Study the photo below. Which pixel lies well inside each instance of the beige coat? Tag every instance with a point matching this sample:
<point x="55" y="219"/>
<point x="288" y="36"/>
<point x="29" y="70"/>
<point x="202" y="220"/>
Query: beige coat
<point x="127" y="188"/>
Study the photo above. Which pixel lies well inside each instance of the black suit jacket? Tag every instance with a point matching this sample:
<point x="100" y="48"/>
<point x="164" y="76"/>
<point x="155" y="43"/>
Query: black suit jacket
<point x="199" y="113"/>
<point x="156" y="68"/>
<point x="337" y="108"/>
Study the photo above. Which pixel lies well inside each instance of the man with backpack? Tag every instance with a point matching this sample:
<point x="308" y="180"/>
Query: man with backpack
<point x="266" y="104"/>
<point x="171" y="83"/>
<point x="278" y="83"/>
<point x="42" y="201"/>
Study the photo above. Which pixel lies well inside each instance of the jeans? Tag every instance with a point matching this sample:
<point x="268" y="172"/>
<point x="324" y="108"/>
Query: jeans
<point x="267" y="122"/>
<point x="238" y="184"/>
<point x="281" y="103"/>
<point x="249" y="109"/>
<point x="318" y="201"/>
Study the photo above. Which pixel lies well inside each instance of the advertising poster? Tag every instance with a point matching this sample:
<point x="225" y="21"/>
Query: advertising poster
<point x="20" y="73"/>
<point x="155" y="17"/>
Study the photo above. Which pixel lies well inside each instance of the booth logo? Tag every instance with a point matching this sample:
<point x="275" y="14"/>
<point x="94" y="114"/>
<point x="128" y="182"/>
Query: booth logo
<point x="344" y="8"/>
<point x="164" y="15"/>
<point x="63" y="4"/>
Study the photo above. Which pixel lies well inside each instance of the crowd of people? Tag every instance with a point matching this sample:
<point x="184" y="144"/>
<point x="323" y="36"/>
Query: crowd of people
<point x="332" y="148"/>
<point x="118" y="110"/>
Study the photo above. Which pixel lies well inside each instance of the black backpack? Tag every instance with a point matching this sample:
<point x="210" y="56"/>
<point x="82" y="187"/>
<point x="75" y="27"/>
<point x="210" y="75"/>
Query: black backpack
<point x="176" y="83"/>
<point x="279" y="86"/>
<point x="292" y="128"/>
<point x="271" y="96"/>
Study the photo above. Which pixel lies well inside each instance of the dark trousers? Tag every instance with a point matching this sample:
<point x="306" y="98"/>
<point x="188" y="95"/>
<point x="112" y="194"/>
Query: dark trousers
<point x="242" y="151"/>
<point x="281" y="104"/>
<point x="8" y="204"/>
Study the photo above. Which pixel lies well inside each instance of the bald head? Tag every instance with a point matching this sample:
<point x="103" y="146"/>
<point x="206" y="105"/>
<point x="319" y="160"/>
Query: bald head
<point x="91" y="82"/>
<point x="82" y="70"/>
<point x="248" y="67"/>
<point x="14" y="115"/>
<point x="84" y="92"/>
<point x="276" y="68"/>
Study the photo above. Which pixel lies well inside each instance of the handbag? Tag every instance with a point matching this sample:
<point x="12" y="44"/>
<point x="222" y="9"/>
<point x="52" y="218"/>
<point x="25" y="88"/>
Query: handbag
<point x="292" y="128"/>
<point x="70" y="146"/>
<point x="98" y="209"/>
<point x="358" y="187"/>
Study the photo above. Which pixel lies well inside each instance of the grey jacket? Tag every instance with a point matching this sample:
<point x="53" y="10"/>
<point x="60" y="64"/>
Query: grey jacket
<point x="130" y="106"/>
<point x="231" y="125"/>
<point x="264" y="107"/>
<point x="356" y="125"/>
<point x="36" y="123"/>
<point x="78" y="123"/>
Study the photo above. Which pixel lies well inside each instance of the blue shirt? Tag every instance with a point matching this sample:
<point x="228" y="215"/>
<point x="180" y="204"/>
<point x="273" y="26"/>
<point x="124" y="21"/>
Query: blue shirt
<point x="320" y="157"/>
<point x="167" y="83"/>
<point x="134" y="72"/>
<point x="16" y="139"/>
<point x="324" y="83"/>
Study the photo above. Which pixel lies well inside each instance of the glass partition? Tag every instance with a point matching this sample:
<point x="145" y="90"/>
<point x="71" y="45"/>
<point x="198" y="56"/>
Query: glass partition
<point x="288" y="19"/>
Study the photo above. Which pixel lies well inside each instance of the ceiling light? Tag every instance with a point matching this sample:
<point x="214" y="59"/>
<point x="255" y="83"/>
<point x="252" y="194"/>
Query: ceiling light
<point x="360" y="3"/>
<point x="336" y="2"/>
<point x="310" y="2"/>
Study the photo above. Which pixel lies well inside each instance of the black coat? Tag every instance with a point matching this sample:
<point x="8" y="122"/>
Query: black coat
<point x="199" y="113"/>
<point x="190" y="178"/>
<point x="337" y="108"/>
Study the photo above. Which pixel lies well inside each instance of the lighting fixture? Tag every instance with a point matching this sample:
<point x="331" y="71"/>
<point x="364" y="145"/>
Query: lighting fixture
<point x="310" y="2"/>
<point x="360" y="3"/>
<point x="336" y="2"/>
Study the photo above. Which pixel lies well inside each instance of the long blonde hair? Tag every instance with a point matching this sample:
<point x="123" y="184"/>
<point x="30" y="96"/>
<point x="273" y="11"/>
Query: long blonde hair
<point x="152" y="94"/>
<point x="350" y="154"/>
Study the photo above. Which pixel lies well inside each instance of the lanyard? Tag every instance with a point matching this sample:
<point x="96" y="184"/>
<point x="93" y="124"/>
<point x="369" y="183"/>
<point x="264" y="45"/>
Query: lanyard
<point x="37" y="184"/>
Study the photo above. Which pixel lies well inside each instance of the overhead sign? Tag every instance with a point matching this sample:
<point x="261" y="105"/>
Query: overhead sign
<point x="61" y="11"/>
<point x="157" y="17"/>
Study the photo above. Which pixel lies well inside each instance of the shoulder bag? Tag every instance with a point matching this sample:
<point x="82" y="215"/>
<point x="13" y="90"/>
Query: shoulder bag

____

[Instruction]: Arrange every line of the rows above as a numbered list, leaving out any blank lines.

[Task solution]:
1. Study the photo below. Which pixel lies well inside each instance of the beige coat? Tag every instance with a point matching this sample:
2. <point x="55" y="219"/>
3. <point x="288" y="36"/>
4. <point x="29" y="70"/>
5. <point x="202" y="220"/>
6. Query: beige coat
7. <point x="127" y="188"/>
8. Study the photo above. Which pixel lies well inside each instance of the black suit jacket? Tag every instance with a point matching this sample:
9. <point x="100" y="48"/>
10. <point x="164" y="76"/>
11. <point x="155" y="43"/>
12. Query: black suit jacket
13. <point x="199" y="113"/>
14. <point x="156" y="68"/>
15. <point x="337" y="108"/>
16. Study the photo above. Which pixel lies well inside each instance of the man with backpack? Tag every instance with a point matching this sample:
17. <point x="308" y="180"/>
18. Query: man with backpack
19. <point x="266" y="104"/>
20. <point x="171" y="83"/>
21. <point x="278" y="83"/>
22. <point x="42" y="201"/>
23. Study the photo above. Which pixel lies well inside each instance of the jeans? Tag every instance with a point matching this sample:
24. <point x="268" y="172"/>
25. <point x="324" y="108"/>
26. Query: jeans
27. <point x="267" y="122"/>
28. <point x="238" y="184"/>
29. <point x="281" y="103"/>
30. <point x="249" y="109"/>
31. <point x="318" y="201"/>
32. Study the photo above. Which pixel lies well inside each instance of the advertising poster? Tag every instance with a point matching this sample:
33. <point x="225" y="21"/>
34. Query: advertising poster
35. <point x="20" y="73"/>
36. <point x="155" y="17"/>
37. Study the photo above. Which pixel lies well inside each instance of the booth logo? Tag every instance with a point matching this sample:
38. <point x="275" y="14"/>
39. <point x="94" y="114"/>
40. <point x="128" y="182"/>
41. Query: booth logo
42. <point x="344" y="8"/>
43. <point x="164" y="15"/>
44. <point x="63" y="4"/>
45. Study the photo above. Which pixel lies well inside each instance of the crowd of people? Tag every instance with a point matching this sample:
46. <point x="184" y="144"/>
47. <point x="323" y="36"/>
48. Query: crowd of people
49. <point x="332" y="148"/>
50. <point x="118" y="110"/>
51. Study the photo above. Which pixel lies well inside each instance of the black backpack? Tag every instance with a point matching this sample:
52. <point x="210" y="56"/>
53. <point x="82" y="187"/>
54. <point x="75" y="27"/>
55. <point x="210" y="75"/>
56. Query: black backpack
57. <point x="176" y="83"/>
58. <point x="279" y="86"/>
59. <point x="292" y="128"/>
60. <point x="271" y="96"/>
61. Study the photo above. Which pixel lies well inside each instance of the dark trousers? Tag every instance with a point matching this sample:
62. <point x="306" y="98"/>
63. <point x="188" y="95"/>
64. <point x="112" y="194"/>
65. Query: dark trousers
66. <point x="242" y="151"/>
67. <point x="281" y="104"/>
68. <point x="8" y="204"/>
69. Study the photo above. Which pixel lies well inside each instance of the bald head? Tag every instance with a point matching this sample:
70. <point x="103" y="146"/>
71. <point x="206" y="105"/>
72. <point x="319" y="160"/>
73. Query: bald head
74. <point x="91" y="82"/>
75. <point x="82" y="70"/>
76. <point x="248" y="67"/>
77. <point x="14" y="115"/>
78. <point x="84" y="92"/>
79. <point x="276" y="68"/>
80. Study the photo above. Which pixel lies well inside each instance of the handbag? Tag every instance with a point matching this sample:
81. <point x="12" y="44"/>
82. <point x="222" y="9"/>
83. <point x="52" y="218"/>
84. <point x="25" y="88"/>
85. Query: handbag
86. <point x="292" y="128"/>
87. <point x="70" y="146"/>
88. <point x="98" y="209"/>
89. <point x="358" y="187"/>
90. Study the photo above. Which pixel lies well inside each instance of the grey jacket? Tag every instance with a point matching this sample:
91. <point x="53" y="10"/>
92. <point x="60" y="64"/>
93. Query: grey jacket
94. <point x="130" y="106"/>
95. <point x="231" y="125"/>
96. <point x="264" y="107"/>
97. <point x="356" y="125"/>
98. <point x="36" y="123"/>
99. <point x="78" y="123"/>
100. Study the photo above. Which pixel lies well inside each instance of the blue shirt? Tag every instance with a point matching this sample:
101. <point x="228" y="215"/>
102. <point x="180" y="204"/>
103. <point x="273" y="26"/>
104. <point x="124" y="21"/>
105. Query: blue shirt
106. <point x="320" y="157"/>
107. <point x="167" y="83"/>
108. <point x="134" y="72"/>
109. <point x="16" y="139"/>
110. <point x="324" y="83"/>
111. Study the photo above. Which pixel lies well inside each instance of the glass partition? Tag every instance with a point matching this sample:
112. <point x="145" y="90"/>
113. <point x="71" y="45"/>
114. <point x="198" y="56"/>
115. Query: glass partition
116. <point x="288" y="19"/>
117. Study the photo above. Which pixel lies well inside each instance of the ceiling light? Tag every instance with a point matching this sample:
118. <point x="214" y="59"/>
119. <point x="255" y="83"/>
120. <point x="252" y="194"/>
121. Query: ceiling light
122. <point x="360" y="3"/>
123. <point x="336" y="2"/>
124. <point x="310" y="2"/>
125. Study the photo above. Which pixel lies well inside each instance of the black coat? Tag every instance with a point matching this sample:
126. <point x="8" y="122"/>
127. Query: black coat
128. <point x="199" y="113"/>
129. <point x="190" y="178"/>
130. <point x="337" y="108"/>
131. Study the photo above. Which pixel lies well inside each instance of the lighting fixture? Tag every instance with a point matching this sample:
132. <point x="331" y="71"/>
133. <point x="364" y="145"/>
134. Query: lighting fixture
135. <point x="310" y="2"/>
136. <point x="360" y="3"/>
137. <point x="336" y="2"/>
138. Study the photo above. Which pixel lies well inside each instance of the long blonde hair? Tag every instance with a point matching this sample:
139. <point x="123" y="184"/>
140. <point x="30" y="96"/>
141. <point x="273" y="11"/>
142. Query: long blonde hair
143. <point x="152" y="94"/>
144. <point x="350" y="154"/>
145. Study the photo above. Which pixel lies well inside each instance of the lanyard? Tag every instance with a point matching this sample:
146. <point x="96" y="184"/>
147. <point x="93" y="124"/>
148. <point x="369" y="183"/>
149. <point x="264" y="45"/>
150. Query: lanyard
151. <point x="37" y="184"/>
152. Study the photo above. Which pixel lies well inside each instance of the overhead sign? Tag every instance with a point matching this sample:
153. <point x="261" y="105"/>
154. Query: overhead sign
155. <point x="61" y="11"/>
156. <point x="157" y="17"/>
157. Study the photo above. Which pixel lies well inside each instance of the shoulder bag? Tag every instance with a point matching this sample:
158. <point x="82" y="215"/>
159. <point x="13" y="90"/>
160. Query: shoulder bag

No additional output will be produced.